**Selected text**:
• Mayo Clinic Q & A

    Mayo Clinic Q and A: Hand, foot and mouth disease

a young girl sitting on a couch, looking sad, worried or sick

DEAR MAYO CLINIC: I have 4-year-old twins and a college-bound teenager, so I am accustomed to dealing with the various ailments that affect children. After COVID-19, I became more diligent about hygiene and kept my kids home if they had symptoms of any illness. Recently, I have heard that cases of hand, foot and mouth disease are on the rise. What do I need to do differently to protect my youngsters? Also, am I or my older child at risk?

ANSWER: Hand, foot and mouth disease is a highly contagious viral infection that commonly affects kids ages 5 and under. However, anyone can become sickened, especially those residing in close living environments, such as on college campuses. Hand, foot and mouth disease is most commonly caused by a Coxsackievirus. Most outbreaks in the U.S. occur in summer or fall.

Initially, those infected with hand, foot and mouth disease present with fevers and other symptoms, including sore throat, a general unwell feeling or fatigue, irritability in infants and toddlers, and loss of appetite.

As the disease progresses, many people develop painful sores on their hands and feet, and in their mouths. Red, blisterlike lesions can appear on the tongue, gums and inside of the cheeks. Other people may develop a red rash without itching, but sometimes with blistering, on the palms of the hands, soles of the feet and on the buttocks.

A day care setting, school or other setting where there are a lot people in close contact are great breeding grounds for an outbreak of hand, foot and mouth disease. That's because the infection spreads by person-to-person contact, and young children are the most susceptible. Unfortunately, some people, especially adults, can pass the virus without showing any signs or symptoms of the disease.

**Directions**:
Carry on the Mayo Clinic answer about hand, foot and mouth disease, picking up right after its last sentence.

Items from a dataset
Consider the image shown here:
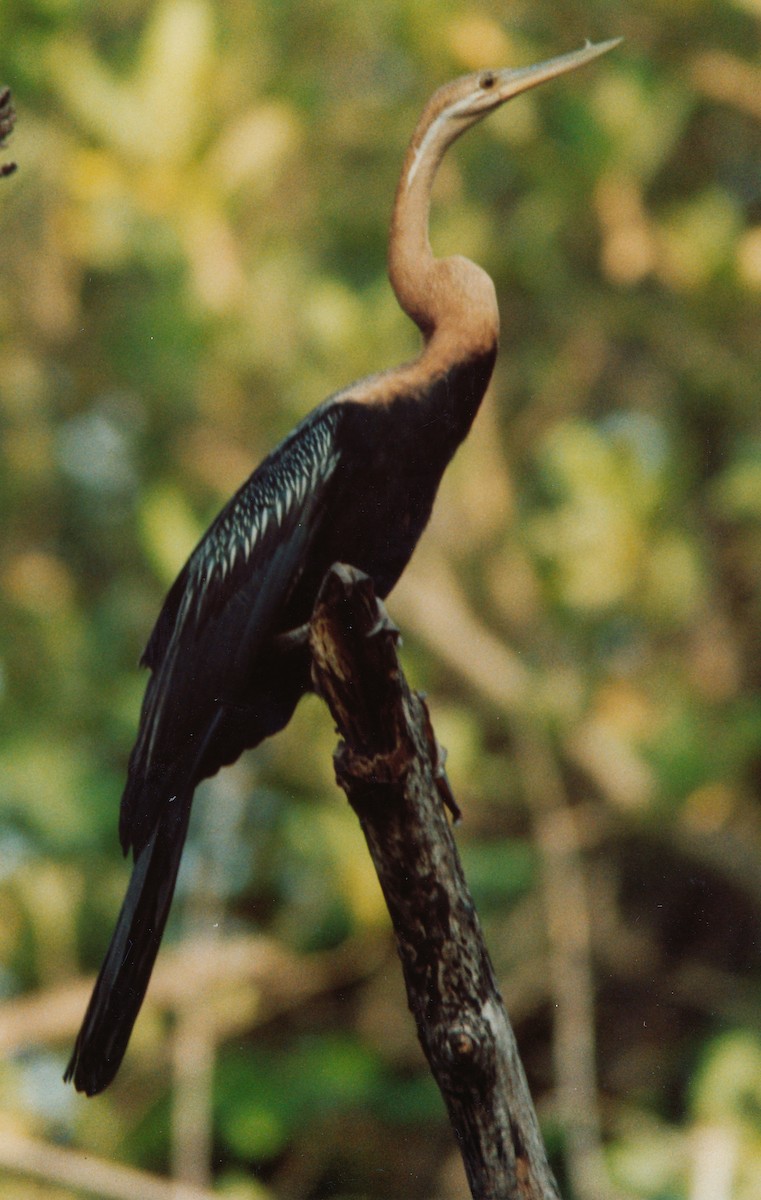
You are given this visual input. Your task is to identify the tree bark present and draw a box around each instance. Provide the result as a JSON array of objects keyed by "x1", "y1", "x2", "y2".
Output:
[{"x1": 304, "y1": 564, "x2": 559, "y2": 1200}]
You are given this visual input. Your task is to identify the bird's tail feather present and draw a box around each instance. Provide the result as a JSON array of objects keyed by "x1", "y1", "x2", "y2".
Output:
[{"x1": 64, "y1": 793, "x2": 192, "y2": 1096}]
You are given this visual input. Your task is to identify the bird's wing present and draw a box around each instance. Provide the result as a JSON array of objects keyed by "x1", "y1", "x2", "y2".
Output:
[{"x1": 120, "y1": 402, "x2": 341, "y2": 852}]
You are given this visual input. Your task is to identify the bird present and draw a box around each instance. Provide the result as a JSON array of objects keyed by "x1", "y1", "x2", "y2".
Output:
[{"x1": 64, "y1": 38, "x2": 619, "y2": 1096}]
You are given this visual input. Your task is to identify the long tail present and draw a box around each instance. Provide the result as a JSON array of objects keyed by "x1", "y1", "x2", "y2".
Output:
[{"x1": 64, "y1": 793, "x2": 192, "y2": 1096}]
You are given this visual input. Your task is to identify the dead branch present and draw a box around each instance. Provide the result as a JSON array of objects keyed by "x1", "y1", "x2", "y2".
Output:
[{"x1": 304, "y1": 564, "x2": 559, "y2": 1200}]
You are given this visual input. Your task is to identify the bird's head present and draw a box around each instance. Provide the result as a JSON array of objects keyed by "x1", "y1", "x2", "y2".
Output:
[{"x1": 407, "y1": 37, "x2": 621, "y2": 186}]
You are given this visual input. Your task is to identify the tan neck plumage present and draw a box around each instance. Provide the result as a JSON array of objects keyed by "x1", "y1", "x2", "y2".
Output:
[{"x1": 389, "y1": 97, "x2": 499, "y2": 365}]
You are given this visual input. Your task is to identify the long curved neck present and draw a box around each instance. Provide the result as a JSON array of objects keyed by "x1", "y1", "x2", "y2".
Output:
[{"x1": 389, "y1": 99, "x2": 499, "y2": 360}]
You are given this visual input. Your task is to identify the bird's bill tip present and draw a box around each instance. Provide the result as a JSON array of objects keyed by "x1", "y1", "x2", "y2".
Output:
[{"x1": 495, "y1": 37, "x2": 623, "y2": 101}]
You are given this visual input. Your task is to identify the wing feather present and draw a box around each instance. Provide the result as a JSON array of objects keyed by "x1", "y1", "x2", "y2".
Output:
[{"x1": 120, "y1": 402, "x2": 342, "y2": 852}]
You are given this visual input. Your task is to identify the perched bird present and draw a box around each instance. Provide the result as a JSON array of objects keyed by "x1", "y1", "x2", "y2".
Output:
[{"x1": 65, "y1": 41, "x2": 616, "y2": 1096}]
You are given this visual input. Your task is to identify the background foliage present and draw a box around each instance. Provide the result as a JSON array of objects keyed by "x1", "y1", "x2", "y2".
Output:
[{"x1": 0, "y1": 0, "x2": 761, "y2": 1200}]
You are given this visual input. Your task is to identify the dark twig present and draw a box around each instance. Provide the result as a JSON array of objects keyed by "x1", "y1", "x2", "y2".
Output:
[
  {"x1": 304, "y1": 564, "x2": 558, "y2": 1200},
  {"x1": 0, "y1": 88, "x2": 16, "y2": 179}
]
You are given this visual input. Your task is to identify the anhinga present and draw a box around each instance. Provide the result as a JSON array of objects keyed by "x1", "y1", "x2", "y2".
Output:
[{"x1": 66, "y1": 41, "x2": 616, "y2": 1096}]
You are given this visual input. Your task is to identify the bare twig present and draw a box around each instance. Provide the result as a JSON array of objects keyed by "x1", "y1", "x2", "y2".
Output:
[
  {"x1": 0, "y1": 1129, "x2": 242, "y2": 1200},
  {"x1": 395, "y1": 556, "x2": 607, "y2": 1200},
  {"x1": 304, "y1": 565, "x2": 558, "y2": 1200},
  {"x1": 0, "y1": 936, "x2": 383, "y2": 1055}
]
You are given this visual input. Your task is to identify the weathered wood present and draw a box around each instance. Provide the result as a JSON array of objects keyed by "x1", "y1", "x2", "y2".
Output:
[{"x1": 304, "y1": 564, "x2": 559, "y2": 1200}]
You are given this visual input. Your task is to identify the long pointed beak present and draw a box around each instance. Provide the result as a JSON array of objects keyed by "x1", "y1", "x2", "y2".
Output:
[{"x1": 490, "y1": 37, "x2": 623, "y2": 104}]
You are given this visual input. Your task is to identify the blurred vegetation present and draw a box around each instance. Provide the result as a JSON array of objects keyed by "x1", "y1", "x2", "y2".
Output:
[{"x1": 0, "y1": 0, "x2": 761, "y2": 1200}]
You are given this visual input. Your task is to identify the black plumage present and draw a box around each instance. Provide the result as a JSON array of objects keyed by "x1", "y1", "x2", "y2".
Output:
[{"x1": 65, "y1": 43, "x2": 612, "y2": 1094}]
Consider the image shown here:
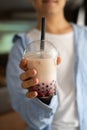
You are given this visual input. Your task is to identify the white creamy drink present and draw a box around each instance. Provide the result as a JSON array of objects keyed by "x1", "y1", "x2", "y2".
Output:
[{"x1": 24, "y1": 40, "x2": 57, "y2": 97}]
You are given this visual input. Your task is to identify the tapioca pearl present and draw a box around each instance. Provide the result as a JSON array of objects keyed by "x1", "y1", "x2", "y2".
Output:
[{"x1": 42, "y1": 83, "x2": 45, "y2": 85}]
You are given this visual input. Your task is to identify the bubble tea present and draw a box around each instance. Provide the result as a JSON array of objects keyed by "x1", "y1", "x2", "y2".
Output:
[{"x1": 24, "y1": 40, "x2": 58, "y2": 98}]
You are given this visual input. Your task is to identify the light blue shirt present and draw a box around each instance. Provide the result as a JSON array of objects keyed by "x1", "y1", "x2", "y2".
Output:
[{"x1": 6, "y1": 24, "x2": 87, "y2": 130}]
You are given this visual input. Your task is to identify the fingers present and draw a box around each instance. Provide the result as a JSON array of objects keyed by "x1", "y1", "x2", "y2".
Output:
[
  {"x1": 57, "y1": 57, "x2": 62, "y2": 65},
  {"x1": 26, "y1": 91, "x2": 38, "y2": 98},
  {"x1": 19, "y1": 59, "x2": 28, "y2": 71},
  {"x1": 22, "y1": 78, "x2": 39, "y2": 89},
  {"x1": 20, "y1": 69, "x2": 37, "y2": 81}
]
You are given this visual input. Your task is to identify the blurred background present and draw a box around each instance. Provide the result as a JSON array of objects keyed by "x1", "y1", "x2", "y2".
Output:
[{"x1": 0, "y1": 0, "x2": 87, "y2": 130}]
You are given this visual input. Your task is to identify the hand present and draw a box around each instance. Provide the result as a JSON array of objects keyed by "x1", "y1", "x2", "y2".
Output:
[
  {"x1": 19, "y1": 57, "x2": 61, "y2": 98},
  {"x1": 19, "y1": 59, "x2": 39, "y2": 98}
]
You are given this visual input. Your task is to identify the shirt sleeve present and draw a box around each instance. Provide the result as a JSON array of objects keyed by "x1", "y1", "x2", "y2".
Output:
[{"x1": 6, "y1": 35, "x2": 58, "y2": 130}]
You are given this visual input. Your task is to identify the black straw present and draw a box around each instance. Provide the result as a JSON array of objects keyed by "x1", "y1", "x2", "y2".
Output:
[{"x1": 40, "y1": 17, "x2": 46, "y2": 50}]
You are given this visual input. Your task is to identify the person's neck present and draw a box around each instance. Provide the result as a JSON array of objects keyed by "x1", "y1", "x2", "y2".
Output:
[{"x1": 37, "y1": 12, "x2": 73, "y2": 34}]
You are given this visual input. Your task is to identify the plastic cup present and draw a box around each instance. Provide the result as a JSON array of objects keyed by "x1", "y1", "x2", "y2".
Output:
[{"x1": 24, "y1": 40, "x2": 58, "y2": 98}]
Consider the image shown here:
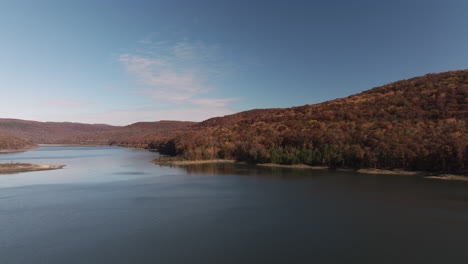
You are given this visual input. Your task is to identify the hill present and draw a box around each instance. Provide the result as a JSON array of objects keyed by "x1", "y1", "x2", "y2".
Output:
[
  {"x1": 0, "y1": 118, "x2": 117, "y2": 144},
  {"x1": 0, "y1": 135, "x2": 34, "y2": 152},
  {"x1": 60, "y1": 121, "x2": 196, "y2": 147},
  {"x1": 154, "y1": 70, "x2": 468, "y2": 173}
]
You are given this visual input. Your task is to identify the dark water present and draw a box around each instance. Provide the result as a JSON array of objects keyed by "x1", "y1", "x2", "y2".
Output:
[{"x1": 0, "y1": 147, "x2": 468, "y2": 264}]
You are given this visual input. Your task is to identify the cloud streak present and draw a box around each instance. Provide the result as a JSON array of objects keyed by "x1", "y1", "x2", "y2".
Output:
[{"x1": 118, "y1": 42, "x2": 239, "y2": 113}]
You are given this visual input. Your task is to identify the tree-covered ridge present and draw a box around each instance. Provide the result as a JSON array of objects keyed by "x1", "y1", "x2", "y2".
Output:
[
  {"x1": 0, "y1": 135, "x2": 33, "y2": 151},
  {"x1": 152, "y1": 70, "x2": 468, "y2": 173}
]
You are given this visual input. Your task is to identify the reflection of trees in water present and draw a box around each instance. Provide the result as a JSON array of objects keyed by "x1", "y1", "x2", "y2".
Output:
[{"x1": 174, "y1": 163, "x2": 330, "y2": 178}]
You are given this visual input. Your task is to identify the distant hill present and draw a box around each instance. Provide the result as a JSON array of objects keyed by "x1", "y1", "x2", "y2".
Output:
[
  {"x1": 60, "y1": 121, "x2": 196, "y2": 147},
  {"x1": 0, "y1": 135, "x2": 34, "y2": 152},
  {"x1": 0, "y1": 118, "x2": 118, "y2": 144},
  {"x1": 154, "y1": 70, "x2": 468, "y2": 173}
]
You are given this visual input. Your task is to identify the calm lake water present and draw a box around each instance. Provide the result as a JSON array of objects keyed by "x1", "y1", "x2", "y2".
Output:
[{"x1": 0, "y1": 147, "x2": 468, "y2": 264}]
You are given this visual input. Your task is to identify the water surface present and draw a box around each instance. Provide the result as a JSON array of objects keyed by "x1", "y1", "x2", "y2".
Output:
[{"x1": 0, "y1": 147, "x2": 468, "y2": 264}]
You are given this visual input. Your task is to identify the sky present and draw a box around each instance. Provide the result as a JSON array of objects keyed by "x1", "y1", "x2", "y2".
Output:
[{"x1": 0, "y1": 0, "x2": 468, "y2": 125}]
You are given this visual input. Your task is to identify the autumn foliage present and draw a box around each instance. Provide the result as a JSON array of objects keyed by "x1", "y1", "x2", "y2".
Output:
[{"x1": 150, "y1": 70, "x2": 468, "y2": 173}]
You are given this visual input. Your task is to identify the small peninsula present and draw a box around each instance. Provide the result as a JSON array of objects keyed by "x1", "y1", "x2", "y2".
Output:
[{"x1": 0, "y1": 163, "x2": 65, "y2": 174}]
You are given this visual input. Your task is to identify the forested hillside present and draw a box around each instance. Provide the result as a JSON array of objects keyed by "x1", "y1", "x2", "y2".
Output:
[
  {"x1": 60, "y1": 121, "x2": 196, "y2": 145},
  {"x1": 151, "y1": 70, "x2": 468, "y2": 173},
  {"x1": 0, "y1": 118, "x2": 117, "y2": 144},
  {"x1": 0, "y1": 135, "x2": 33, "y2": 152}
]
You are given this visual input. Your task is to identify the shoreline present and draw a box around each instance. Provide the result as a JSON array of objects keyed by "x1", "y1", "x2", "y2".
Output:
[
  {"x1": 424, "y1": 174, "x2": 468, "y2": 181},
  {"x1": 151, "y1": 159, "x2": 236, "y2": 165},
  {"x1": 356, "y1": 168, "x2": 427, "y2": 176},
  {"x1": 255, "y1": 163, "x2": 330, "y2": 170},
  {"x1": 0, "y1": 163, "x2": 65, "y2": 174},
  {"x1": 0, "y1": 145, "x2": 40, "y2": 154}
]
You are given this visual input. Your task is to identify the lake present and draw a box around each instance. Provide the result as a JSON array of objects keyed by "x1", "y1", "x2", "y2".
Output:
[{"x1": 0, "y1": 147, "x2": 468, "y2": 264}]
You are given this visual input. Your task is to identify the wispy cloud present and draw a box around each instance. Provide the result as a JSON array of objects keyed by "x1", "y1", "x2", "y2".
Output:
[
  {"x1": 37, "y1": 99, "x2": 91, "y2": 107},
  {"x1": 118, "y1": 41, "x2": 239, "y2": 116}
]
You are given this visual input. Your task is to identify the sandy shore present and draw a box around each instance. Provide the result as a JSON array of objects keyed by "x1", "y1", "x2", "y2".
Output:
[
  {"x1": 0, "y1": 163, "x2": 65, "y2": 174},
  {"x1": 0, "y1": 146, "x2": 38, "y2": 153}
]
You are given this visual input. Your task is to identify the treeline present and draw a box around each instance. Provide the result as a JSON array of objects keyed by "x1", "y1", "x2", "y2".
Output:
[
  {"x1": 149, "y1": 70, "x2": 468, "y2": 173},
  {"x1": 0, "y1": 135, "x2": 33, "y2": 150}
]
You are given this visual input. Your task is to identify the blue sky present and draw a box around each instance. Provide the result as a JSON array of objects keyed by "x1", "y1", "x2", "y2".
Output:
[{"x1": 0, "y1": 0, "x2": 468, "y2": 125}]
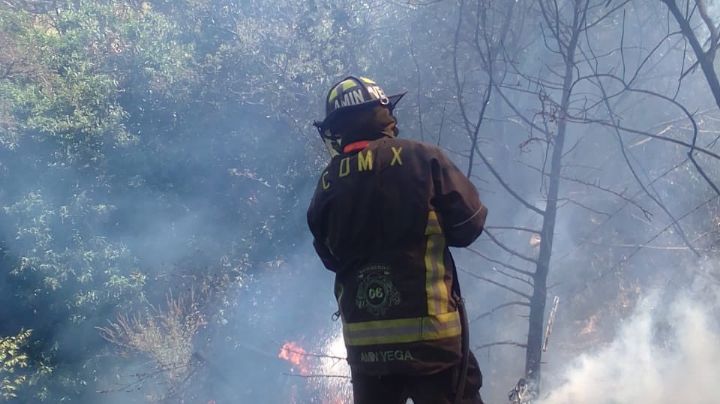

**Result**:
The virus that usually causes hand, foot and mouth disease often is spread person to person through contact with an infected person's nasal secretions, throat discharge, saliva, stool or respiratory droplets sprayed into the air after a cough or sneeze. It also can be spread through fluid from blisters. The most common way of contracting the virus is through saliva or contact with stool.

Although your child is most contagious with hand, foot and mouth disease during the first week of the illness, the virus can remain in the body for weeks after signs and symptoms are gone. That means your child still can infect others. Keep children with hand, foot and mouth disease out of child care or school until their fever is gone and mouth sores have healed. If you have the illness, stay home and limit your contact with others.

There is no vaccine to prevent hand, foot and mouth disease. Frequent hand-washing and avoiding close contact with people who are infected with hand, foot and mouth disease may reduce your child's risk of infection.

There is no specific treatment or medication for hand, foot and mouth disease. Most people who become infected get better without any intervention. Good supportive care is essential, including ensuring patients have plenty of fluids. Dehydration is a common complication. The disease can cause sores in the mouth and throat, making swallowing painful and difficult. Rarely do those sickened with hand, foot and mouth disease require hospitalization.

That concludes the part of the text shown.